(Records contained in a dataset)
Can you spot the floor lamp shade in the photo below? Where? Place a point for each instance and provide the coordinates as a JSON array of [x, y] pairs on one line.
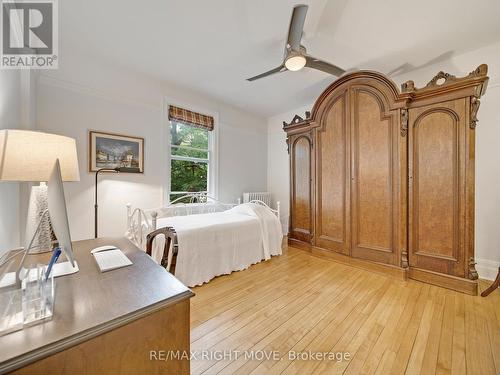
[[30, 156]]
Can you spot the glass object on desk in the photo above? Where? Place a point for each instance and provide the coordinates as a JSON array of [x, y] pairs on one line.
[[28, 304]]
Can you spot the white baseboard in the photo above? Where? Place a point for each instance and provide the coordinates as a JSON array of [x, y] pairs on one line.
[[487, 269]]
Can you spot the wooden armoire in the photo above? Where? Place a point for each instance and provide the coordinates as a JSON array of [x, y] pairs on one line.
[[384, 178]]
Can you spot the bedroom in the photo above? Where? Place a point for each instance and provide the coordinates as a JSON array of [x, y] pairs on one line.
[[122, 66]]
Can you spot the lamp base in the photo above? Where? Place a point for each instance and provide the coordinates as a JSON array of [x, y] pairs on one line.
[[37, 206]]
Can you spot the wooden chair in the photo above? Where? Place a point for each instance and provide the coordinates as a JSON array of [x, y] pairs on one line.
[[169, 234], [493, 286]]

## WORK TO DO
Copy out all the entries exactly. Images stay out of the copy.

## IN RESPONSE
Can you spot the floor lamp shade in the photo below? Where? Place a point for each instance and provide the coordinates as a JSON array of [x, y] pairs on one line.
[[30, 156]]
Can you spot the glass object on desk in the photo above? Where? Place a point for each instance and provide the coordinates as a JSON array of [x, y] pairs on one line.
[[28, 304]]
Can you spot the white baseboard in the photo above? Where? Place a point for each instance and provide the coordinates as a JSON array of [x, y] pairs on one line.
[[487, 269]]
Can you spot the wooden armoire in the photo above? Where? Place a point for each instance and provide the coordinates as a JSON array of [x, y] pairs on one line.
[[384, 178]]
Can you spot the bedroom in the photo above? Where? Place a point for each instance and provide the coordinates as a JSON array of [x, y] pairs on one line.
[[122, 66]]
Can you spot the lamp base in the photo above? Where? Place a point for each instance and provide the coordinates as a JSON array of [x, y] pairs on one line.
[[37, 206]]
Can you spot the wooden chair in the photo above? Where? Place a point for each instance and provide the coordinates as a JSON array of [x, y] pairs on one line.
[[169, 234], [493, 286]]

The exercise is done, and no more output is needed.